== Exercise prompt ==
Find each line in the material below that contains the word "fedex", and copy those lines.

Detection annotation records
• • • •

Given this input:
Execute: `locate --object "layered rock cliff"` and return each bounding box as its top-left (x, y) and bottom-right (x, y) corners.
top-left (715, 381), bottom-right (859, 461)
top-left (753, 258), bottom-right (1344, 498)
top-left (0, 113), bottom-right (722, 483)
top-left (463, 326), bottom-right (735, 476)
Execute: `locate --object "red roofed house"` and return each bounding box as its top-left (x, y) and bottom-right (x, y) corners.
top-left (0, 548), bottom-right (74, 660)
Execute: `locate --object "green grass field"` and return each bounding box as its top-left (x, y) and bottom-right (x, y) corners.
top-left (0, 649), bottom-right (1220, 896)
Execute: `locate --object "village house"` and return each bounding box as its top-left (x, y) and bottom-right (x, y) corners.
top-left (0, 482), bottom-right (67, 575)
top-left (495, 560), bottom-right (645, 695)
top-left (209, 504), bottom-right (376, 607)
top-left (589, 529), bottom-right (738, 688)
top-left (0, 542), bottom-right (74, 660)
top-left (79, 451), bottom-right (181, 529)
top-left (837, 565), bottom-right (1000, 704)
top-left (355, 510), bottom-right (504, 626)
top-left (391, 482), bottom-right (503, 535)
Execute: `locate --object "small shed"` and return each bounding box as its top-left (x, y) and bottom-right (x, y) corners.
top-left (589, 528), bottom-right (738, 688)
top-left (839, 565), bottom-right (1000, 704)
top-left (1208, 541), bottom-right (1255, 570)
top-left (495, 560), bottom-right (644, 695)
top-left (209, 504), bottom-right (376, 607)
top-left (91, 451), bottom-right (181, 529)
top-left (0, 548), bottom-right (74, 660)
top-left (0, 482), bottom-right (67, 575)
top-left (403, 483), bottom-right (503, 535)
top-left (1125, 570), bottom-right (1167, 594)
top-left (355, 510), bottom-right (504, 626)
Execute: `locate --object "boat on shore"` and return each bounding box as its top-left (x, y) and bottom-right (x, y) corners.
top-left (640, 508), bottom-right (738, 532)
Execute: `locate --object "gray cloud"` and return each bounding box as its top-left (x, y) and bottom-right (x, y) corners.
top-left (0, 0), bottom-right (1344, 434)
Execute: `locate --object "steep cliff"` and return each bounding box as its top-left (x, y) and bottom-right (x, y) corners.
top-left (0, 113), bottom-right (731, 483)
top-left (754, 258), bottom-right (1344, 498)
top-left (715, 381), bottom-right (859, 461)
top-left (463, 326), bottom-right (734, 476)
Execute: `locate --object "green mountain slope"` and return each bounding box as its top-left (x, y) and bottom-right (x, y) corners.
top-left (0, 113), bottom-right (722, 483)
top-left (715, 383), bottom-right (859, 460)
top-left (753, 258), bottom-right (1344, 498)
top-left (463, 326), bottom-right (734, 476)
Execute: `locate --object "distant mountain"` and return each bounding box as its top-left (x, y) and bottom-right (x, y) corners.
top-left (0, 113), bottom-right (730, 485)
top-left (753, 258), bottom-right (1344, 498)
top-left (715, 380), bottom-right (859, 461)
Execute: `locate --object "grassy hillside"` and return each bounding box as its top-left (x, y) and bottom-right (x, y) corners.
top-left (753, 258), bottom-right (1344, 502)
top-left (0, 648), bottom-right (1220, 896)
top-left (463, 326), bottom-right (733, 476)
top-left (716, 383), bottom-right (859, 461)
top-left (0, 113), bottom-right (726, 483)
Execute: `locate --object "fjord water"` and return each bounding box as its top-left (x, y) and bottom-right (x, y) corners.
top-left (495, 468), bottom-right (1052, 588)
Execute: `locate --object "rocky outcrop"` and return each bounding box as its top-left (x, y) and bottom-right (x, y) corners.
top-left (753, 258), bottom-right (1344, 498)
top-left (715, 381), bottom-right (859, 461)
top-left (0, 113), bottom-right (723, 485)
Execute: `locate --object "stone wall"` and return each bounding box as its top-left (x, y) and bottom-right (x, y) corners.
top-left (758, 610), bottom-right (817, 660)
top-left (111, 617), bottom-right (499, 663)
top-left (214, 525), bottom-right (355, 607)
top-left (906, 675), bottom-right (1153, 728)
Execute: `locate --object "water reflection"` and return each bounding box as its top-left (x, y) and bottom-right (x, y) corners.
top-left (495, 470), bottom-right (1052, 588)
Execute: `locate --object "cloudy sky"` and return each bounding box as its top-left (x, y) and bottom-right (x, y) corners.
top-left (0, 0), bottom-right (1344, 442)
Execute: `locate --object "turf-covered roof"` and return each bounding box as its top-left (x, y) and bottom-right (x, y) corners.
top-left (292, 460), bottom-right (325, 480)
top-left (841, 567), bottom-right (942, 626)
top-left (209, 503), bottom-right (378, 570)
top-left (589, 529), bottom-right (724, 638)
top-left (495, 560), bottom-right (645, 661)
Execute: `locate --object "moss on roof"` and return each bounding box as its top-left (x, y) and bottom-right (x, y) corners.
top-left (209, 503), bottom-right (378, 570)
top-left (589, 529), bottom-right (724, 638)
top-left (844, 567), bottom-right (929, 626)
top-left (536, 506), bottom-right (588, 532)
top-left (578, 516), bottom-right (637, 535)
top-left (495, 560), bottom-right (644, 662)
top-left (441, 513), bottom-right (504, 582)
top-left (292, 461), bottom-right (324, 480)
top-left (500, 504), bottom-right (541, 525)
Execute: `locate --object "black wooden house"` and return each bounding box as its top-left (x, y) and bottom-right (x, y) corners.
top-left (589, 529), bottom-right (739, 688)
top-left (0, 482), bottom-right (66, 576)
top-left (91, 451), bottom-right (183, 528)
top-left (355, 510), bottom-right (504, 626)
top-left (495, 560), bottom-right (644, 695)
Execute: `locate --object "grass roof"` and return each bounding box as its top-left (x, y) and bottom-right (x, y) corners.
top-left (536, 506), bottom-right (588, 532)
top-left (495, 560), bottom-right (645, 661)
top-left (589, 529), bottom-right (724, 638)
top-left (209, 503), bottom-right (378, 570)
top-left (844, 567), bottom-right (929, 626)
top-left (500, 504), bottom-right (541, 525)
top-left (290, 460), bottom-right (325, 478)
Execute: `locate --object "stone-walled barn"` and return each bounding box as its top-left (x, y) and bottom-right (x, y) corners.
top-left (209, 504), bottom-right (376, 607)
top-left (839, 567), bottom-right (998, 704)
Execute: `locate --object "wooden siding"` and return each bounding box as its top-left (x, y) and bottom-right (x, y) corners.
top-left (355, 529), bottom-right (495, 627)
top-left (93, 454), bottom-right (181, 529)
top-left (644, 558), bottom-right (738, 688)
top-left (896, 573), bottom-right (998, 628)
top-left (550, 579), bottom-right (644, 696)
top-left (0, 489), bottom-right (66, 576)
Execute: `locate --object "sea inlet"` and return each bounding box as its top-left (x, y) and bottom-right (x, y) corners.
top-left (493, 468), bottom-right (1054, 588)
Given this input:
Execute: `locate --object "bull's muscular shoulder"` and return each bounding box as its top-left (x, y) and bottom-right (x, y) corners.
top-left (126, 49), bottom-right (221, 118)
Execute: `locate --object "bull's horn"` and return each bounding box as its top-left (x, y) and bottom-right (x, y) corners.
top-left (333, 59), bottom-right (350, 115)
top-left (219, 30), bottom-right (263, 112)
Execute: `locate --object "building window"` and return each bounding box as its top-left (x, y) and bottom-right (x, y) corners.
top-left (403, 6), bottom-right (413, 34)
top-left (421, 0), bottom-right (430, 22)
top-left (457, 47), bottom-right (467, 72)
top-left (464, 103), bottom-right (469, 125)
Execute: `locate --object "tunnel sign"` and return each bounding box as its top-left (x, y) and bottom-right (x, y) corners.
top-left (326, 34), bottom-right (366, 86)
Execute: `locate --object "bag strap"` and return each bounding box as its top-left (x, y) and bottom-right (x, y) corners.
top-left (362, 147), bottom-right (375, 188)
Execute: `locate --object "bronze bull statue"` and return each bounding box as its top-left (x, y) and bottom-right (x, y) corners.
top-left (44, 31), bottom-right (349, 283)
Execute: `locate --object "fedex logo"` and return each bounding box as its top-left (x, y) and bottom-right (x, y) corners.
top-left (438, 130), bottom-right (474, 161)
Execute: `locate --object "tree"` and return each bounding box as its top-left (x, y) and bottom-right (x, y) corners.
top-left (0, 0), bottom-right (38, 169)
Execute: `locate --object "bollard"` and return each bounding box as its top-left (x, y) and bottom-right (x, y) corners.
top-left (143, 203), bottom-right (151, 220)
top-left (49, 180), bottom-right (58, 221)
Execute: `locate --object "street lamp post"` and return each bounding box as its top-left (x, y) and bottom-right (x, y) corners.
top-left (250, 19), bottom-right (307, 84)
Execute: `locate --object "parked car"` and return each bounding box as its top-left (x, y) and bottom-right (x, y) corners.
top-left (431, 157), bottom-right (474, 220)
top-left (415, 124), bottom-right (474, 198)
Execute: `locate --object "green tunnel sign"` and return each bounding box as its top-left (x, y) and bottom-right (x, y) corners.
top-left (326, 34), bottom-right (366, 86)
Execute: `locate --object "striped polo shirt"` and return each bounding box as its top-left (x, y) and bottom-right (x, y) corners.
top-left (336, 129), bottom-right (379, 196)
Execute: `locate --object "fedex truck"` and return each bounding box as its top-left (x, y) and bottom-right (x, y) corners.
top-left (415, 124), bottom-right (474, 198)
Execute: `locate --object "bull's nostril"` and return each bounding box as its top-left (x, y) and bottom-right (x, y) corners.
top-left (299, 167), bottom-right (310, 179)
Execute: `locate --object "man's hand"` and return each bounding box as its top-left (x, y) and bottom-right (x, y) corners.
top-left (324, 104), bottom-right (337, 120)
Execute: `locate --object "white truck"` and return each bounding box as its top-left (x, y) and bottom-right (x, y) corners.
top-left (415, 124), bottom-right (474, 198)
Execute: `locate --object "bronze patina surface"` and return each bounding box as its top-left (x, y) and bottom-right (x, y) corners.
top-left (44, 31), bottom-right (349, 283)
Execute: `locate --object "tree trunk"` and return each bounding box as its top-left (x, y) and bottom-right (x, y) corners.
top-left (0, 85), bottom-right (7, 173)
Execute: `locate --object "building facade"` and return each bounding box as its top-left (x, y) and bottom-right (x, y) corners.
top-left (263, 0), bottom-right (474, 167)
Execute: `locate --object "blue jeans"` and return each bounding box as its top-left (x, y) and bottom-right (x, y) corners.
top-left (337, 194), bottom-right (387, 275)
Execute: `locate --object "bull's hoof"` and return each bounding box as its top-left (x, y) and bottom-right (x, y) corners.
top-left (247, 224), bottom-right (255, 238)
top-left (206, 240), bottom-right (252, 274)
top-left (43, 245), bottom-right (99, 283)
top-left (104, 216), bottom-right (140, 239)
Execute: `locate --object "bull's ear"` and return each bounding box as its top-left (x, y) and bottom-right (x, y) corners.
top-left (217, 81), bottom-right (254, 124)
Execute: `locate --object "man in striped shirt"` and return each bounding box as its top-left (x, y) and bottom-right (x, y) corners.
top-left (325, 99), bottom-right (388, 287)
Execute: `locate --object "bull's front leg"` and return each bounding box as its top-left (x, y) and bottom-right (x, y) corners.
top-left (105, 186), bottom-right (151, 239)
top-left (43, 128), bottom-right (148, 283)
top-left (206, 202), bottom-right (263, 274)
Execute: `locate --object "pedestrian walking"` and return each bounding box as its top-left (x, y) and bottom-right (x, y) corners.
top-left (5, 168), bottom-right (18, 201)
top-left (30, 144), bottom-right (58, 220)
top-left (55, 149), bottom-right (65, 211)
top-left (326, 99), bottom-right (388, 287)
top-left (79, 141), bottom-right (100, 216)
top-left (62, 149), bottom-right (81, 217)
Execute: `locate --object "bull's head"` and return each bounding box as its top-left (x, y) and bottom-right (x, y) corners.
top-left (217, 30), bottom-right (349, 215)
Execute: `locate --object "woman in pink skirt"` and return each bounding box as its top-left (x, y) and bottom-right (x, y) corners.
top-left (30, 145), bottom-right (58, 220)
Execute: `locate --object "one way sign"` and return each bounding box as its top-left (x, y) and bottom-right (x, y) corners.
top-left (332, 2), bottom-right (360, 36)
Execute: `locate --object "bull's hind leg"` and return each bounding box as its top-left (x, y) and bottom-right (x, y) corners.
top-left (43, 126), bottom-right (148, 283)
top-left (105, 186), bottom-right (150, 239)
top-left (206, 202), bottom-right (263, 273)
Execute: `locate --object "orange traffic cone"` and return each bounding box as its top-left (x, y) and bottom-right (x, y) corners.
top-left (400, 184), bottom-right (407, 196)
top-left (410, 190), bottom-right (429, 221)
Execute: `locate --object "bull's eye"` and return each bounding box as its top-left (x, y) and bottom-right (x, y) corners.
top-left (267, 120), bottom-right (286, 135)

• • • •

== Solution below ==
Execute: `locate --object "fedex logo"` and return each bounding box as its top-left (x, y) and bottom-right (x, y) corners.
Execute: `locate --object "fedex truck"` and return each bounding box as its top-left (x, y) and bottom-right (x, y) corners.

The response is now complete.